■ Stated exercise ■
Count the lines in the listing below that contain the string "blue". Return only the resulting number.

■ Data shown ■
_ _ _ _ _ _ _
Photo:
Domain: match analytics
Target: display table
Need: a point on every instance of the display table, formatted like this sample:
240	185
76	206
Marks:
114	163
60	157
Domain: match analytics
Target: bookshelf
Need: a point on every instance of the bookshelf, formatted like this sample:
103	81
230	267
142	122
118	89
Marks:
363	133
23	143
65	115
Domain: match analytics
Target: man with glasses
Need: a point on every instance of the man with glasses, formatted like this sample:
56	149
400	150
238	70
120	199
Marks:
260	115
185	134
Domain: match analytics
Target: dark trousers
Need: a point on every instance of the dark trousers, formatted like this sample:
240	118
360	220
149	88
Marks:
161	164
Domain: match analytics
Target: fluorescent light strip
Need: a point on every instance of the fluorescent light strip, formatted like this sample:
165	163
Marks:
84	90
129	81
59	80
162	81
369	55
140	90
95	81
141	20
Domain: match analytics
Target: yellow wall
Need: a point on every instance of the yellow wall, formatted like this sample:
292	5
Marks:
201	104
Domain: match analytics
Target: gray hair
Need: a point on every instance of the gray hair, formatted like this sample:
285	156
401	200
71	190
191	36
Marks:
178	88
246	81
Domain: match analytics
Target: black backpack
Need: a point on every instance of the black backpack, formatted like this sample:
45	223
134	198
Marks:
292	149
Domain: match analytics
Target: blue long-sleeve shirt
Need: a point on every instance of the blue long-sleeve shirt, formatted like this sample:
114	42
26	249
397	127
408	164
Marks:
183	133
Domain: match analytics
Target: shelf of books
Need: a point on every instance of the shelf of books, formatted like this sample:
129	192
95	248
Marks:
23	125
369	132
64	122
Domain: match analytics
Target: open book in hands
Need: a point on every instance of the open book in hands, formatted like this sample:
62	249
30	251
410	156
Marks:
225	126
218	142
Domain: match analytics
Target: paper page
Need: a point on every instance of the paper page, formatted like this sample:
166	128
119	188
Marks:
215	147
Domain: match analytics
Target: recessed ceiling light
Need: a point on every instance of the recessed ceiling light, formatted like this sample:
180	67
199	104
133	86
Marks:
_ _ _ _ _ _ _
■ Finished answer ■
2